Problems and tasks ▸
(A) Return, exactly as it appears, the stretch of the Afghanistan attacks report from "With foreign forces" through "attacks in Afghanistan.".
(B) According to the Afghanistan attacks report, by how much did insurgent-initiated attacks increase during the first quarter of 2013 compared to the same period the year before?

Document passage ▸
****
Taliban attacks kill 9 people in Afghanistan
Kabul: Insurgents shot six police officers dead at a checkpoint and a suicide bomber killed three civilians at a shopping bazaar in two attacks in eastern Afghanistan on Sunday.
The attacks came during a surge in hostilities as Afghanistan`s spring fighting season begins. This year is being closely watched because Afghan forces must operate with less support from the international military coalition.
With foreign forces due to hand over combat responsibilities to the local forces next year, the current fighting is a test of their ability to take on the country`s insurgency.
Reflecting the surge in violence, the Afghanistan NGO Safety Office reported today that insurgent-initiated attacks increased by 47 per cent during the first quarter of 2013, compared to the same period last year.
The US-led NATO coalition has stopped releasing statistics on insurgent attacks in Afghanistan.
Afghanistan`s Defence Ministry said the Afghan army carried out 2,209 military operations during a month long period ending today. During that time, 467 insurgents and 107 soldiers were killed, and 362 militants were arrested, the ministry said in a report issued today.
April has been the deadliest month this year for security forces and Afghan and foreign civilians. According to an Associated Press tally, 222 people have been killed in violence around the nation this month, including today`s nine fatalities.
****
Records ▸
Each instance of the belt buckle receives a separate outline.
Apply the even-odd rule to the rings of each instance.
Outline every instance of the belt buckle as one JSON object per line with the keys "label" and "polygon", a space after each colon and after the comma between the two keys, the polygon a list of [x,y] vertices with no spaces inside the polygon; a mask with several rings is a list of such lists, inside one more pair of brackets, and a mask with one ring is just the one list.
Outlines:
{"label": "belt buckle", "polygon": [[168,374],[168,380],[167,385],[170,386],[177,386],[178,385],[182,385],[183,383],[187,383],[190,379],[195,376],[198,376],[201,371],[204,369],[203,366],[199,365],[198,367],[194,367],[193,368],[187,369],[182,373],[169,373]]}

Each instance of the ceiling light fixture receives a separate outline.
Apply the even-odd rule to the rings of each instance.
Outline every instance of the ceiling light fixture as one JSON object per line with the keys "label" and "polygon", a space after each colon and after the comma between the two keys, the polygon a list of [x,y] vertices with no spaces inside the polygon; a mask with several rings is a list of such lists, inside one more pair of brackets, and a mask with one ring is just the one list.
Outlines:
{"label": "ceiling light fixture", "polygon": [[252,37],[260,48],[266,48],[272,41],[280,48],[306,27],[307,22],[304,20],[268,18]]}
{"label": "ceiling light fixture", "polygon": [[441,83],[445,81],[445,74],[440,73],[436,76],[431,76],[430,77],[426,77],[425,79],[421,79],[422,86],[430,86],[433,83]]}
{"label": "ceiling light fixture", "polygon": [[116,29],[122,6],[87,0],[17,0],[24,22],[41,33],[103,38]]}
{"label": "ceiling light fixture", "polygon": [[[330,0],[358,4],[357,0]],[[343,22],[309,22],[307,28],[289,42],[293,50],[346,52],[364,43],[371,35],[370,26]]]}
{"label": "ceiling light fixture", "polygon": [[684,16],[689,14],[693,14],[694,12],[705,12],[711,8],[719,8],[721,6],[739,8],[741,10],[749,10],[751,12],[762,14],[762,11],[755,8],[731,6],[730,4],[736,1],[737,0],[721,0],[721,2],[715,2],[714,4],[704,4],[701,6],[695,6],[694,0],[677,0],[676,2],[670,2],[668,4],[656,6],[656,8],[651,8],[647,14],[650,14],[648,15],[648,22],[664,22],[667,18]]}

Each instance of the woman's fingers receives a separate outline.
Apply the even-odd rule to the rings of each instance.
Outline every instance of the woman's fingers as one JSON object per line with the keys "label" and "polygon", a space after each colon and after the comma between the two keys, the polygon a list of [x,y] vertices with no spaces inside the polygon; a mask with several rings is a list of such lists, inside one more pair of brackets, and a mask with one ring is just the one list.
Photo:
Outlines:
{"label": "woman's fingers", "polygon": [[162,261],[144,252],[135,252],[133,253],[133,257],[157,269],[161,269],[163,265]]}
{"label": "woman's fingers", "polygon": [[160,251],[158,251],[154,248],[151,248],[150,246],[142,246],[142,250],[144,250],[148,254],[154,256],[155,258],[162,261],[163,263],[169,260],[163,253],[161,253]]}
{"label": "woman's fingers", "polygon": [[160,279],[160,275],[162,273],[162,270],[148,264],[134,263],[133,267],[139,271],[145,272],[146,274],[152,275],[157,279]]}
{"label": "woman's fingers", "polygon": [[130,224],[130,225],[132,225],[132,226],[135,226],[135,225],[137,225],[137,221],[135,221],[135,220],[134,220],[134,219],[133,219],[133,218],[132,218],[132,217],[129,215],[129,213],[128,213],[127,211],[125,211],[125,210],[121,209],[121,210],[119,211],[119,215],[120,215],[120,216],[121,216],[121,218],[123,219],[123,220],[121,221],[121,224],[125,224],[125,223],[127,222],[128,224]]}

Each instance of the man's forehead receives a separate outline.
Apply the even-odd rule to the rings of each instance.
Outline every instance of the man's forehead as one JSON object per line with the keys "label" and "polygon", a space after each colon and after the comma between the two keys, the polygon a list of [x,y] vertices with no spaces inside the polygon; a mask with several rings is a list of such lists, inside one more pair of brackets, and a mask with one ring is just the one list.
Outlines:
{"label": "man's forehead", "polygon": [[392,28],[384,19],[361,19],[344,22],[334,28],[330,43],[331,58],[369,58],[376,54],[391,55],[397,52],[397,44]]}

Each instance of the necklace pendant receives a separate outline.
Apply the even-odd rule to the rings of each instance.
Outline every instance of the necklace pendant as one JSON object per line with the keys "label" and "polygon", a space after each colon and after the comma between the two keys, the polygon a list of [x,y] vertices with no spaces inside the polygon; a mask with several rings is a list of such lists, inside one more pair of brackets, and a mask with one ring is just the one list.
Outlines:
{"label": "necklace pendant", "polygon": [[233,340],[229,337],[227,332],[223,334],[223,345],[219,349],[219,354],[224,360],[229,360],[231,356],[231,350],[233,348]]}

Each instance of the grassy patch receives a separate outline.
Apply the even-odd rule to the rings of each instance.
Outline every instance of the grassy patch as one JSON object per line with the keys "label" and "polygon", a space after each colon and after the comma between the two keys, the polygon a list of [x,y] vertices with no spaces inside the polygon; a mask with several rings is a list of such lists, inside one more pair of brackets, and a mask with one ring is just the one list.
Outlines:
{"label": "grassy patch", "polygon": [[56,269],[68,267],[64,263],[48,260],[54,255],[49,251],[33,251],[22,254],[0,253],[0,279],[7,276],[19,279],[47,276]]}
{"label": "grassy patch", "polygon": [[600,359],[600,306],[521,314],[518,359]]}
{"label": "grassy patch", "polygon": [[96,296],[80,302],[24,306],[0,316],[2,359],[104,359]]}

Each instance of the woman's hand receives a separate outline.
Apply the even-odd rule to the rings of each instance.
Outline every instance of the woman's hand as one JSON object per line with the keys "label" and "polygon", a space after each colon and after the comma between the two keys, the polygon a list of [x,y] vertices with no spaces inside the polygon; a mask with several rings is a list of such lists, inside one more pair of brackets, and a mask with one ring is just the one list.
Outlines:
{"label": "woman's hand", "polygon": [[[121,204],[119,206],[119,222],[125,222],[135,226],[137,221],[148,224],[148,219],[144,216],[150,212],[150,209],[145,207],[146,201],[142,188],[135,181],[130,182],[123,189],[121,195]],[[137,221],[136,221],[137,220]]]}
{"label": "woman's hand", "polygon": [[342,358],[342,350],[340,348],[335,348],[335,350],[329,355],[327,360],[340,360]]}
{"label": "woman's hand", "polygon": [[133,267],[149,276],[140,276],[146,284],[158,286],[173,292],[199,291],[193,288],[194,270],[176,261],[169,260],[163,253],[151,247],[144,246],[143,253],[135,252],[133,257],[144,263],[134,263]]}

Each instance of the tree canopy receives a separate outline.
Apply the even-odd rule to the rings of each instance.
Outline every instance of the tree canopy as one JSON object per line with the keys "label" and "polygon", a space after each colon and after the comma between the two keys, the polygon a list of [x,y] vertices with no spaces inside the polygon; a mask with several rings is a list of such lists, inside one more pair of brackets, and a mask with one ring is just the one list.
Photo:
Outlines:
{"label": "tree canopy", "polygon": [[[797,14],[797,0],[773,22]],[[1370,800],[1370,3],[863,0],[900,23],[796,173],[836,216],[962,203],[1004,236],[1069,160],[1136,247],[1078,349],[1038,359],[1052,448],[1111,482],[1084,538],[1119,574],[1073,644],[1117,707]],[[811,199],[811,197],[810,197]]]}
****
Replies ▸
(A)
With foreign forces due to hand over combat responsibilities to the local forces next year, the current fighting is a test of their ability to take on the country`s insurgency.
Reflecting the surge in violence, the Afghanistan NGO Safety Office reported today that insurgent-initiated attacks increased by 47 per cent during the first quarter of 2013, compared to the same period last year.
The US-led NATO coalition has stopped releasing statistics on insurgent attacks in Afghanistan.

(B) They increased by 47 percent.